- [Description of the task]
Retype the listing from the line containing "the desert scrubland." down to the line containing "0, 60, 696, 420", including both of those lines.

--- Records supplied ---

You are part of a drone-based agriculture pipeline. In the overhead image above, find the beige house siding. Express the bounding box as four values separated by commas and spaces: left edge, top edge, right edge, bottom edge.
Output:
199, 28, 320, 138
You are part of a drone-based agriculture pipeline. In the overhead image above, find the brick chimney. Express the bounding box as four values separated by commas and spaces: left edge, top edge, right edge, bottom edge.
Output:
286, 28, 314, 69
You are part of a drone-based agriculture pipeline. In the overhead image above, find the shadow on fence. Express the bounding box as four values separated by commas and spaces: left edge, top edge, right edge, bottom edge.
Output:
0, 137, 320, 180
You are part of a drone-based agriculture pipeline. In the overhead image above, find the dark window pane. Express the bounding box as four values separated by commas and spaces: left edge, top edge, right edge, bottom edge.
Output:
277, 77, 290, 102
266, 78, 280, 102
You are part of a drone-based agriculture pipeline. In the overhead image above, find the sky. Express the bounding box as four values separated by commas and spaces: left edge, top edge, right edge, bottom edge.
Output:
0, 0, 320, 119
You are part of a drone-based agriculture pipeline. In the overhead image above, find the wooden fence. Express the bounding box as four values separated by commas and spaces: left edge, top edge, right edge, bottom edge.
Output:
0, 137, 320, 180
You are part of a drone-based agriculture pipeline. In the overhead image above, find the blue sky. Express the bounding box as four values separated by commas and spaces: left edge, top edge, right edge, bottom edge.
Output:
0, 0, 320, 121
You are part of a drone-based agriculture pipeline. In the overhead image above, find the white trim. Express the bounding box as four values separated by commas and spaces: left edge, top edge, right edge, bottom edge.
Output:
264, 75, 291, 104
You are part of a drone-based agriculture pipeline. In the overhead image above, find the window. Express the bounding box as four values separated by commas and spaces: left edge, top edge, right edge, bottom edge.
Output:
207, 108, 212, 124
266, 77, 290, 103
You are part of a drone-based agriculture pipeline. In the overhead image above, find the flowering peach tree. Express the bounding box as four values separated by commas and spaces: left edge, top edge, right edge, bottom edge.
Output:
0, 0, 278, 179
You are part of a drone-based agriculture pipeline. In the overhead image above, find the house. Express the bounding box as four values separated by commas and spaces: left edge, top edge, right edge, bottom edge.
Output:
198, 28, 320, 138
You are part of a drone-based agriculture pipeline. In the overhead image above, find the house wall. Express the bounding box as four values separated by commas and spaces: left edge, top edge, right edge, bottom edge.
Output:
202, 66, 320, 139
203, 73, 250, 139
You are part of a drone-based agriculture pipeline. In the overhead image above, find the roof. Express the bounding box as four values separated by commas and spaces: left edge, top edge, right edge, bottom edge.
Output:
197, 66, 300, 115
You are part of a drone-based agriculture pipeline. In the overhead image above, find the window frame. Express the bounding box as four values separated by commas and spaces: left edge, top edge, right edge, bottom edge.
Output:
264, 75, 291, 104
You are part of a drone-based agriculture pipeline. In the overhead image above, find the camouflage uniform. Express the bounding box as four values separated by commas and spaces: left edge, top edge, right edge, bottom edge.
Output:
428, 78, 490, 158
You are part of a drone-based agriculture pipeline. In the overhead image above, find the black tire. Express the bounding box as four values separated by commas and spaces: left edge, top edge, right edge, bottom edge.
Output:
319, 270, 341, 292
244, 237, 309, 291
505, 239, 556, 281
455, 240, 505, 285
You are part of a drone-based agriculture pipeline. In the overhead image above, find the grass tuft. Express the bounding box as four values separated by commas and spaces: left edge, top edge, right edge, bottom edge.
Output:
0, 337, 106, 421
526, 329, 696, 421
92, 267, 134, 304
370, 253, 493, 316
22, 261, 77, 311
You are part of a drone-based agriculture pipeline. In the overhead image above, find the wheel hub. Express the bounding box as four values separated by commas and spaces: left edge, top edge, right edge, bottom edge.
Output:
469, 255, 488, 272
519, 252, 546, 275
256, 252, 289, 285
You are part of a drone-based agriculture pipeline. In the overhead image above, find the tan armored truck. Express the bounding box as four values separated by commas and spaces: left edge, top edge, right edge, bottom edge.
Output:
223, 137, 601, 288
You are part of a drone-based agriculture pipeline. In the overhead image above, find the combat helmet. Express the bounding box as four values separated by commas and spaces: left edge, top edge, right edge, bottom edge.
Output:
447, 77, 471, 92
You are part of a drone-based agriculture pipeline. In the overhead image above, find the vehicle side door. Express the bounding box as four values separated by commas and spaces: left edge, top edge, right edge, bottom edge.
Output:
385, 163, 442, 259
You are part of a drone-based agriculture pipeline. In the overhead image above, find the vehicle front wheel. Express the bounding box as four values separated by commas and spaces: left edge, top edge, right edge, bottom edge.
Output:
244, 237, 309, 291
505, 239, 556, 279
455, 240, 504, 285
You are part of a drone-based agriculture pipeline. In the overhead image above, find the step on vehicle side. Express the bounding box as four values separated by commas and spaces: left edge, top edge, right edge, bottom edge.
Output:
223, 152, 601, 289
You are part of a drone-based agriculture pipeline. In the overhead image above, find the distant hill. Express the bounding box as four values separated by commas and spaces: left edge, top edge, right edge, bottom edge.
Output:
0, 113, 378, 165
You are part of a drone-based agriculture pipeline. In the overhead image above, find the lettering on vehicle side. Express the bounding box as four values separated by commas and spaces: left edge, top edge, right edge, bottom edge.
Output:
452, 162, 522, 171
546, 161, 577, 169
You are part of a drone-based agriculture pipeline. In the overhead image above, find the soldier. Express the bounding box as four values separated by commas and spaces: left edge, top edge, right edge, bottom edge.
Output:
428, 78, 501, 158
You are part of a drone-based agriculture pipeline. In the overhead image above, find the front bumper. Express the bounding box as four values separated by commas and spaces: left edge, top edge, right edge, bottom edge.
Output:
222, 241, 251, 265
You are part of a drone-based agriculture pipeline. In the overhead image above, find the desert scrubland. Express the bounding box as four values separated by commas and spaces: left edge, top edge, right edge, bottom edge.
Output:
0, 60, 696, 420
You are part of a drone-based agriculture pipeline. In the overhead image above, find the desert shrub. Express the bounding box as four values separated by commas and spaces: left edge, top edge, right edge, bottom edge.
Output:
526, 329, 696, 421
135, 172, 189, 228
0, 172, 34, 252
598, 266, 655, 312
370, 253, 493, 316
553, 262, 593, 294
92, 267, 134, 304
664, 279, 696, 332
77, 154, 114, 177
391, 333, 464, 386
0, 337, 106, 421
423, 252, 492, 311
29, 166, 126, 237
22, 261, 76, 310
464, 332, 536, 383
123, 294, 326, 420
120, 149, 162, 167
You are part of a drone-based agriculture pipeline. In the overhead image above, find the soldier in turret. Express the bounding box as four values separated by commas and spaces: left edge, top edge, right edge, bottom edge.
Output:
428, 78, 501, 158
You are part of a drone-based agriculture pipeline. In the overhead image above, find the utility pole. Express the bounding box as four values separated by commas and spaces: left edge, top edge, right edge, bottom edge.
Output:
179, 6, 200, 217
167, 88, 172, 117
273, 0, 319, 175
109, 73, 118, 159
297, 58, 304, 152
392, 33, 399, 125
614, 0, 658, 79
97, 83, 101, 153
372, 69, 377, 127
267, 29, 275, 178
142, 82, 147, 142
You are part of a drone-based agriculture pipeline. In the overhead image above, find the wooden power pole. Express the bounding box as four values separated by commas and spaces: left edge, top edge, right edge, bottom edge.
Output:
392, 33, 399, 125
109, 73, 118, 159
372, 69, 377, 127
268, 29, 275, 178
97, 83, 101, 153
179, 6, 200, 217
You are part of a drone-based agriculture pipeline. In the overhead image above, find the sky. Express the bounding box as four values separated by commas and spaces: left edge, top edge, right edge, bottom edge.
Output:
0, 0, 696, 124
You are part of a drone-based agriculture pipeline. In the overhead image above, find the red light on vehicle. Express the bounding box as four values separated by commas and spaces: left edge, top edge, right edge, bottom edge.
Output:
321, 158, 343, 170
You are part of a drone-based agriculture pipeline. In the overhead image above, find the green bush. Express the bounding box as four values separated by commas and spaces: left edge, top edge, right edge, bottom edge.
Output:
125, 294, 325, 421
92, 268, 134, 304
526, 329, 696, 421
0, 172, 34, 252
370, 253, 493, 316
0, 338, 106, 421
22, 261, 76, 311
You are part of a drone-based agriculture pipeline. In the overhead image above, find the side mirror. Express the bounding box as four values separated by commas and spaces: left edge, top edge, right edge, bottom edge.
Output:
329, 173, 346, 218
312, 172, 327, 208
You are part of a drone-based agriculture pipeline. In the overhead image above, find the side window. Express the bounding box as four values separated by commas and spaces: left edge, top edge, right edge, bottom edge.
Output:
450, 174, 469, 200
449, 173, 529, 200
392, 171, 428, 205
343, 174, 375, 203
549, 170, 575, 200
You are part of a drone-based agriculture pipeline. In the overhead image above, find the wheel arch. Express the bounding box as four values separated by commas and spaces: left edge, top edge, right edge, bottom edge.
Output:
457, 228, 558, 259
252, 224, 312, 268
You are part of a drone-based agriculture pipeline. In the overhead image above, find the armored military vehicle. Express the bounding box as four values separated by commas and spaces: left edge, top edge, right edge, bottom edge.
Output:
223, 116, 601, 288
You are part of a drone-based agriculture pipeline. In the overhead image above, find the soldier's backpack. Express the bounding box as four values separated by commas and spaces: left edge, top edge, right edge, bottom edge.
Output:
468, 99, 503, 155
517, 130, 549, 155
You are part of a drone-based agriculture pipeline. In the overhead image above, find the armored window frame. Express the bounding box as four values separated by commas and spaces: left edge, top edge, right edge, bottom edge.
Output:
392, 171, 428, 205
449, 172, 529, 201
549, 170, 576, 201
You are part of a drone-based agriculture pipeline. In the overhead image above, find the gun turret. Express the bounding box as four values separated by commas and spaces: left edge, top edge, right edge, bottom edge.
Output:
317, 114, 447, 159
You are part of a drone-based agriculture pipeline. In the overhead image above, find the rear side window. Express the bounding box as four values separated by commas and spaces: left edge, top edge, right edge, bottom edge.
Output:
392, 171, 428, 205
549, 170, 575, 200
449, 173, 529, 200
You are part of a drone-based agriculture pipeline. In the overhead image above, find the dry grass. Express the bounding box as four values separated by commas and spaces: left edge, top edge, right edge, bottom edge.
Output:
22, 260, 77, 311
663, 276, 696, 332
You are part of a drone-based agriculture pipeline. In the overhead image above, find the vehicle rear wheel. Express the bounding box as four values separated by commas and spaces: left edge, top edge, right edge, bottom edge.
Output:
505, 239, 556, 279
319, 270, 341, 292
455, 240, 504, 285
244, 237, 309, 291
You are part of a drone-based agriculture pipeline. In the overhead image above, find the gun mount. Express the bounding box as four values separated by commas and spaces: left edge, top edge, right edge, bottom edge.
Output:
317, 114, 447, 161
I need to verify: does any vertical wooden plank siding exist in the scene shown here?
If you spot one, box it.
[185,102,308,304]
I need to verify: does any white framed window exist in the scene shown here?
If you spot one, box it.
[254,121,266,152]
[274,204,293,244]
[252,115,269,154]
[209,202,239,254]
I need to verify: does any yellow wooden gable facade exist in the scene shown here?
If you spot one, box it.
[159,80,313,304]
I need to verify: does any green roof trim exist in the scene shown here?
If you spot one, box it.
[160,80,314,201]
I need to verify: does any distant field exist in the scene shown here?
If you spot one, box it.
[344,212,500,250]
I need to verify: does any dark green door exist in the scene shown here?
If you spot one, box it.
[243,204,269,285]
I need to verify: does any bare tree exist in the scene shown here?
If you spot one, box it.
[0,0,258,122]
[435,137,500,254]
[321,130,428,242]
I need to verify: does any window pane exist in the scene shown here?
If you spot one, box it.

---

- [Written solution]
You are part of a drone-based agriculture pipeline. In the overhead image above, find the desert scrubland. Express the bounding box as four values separated by commas and spaces: left edge, top edge, right edge, bottom edge.
Output:
0, 60, 696, 420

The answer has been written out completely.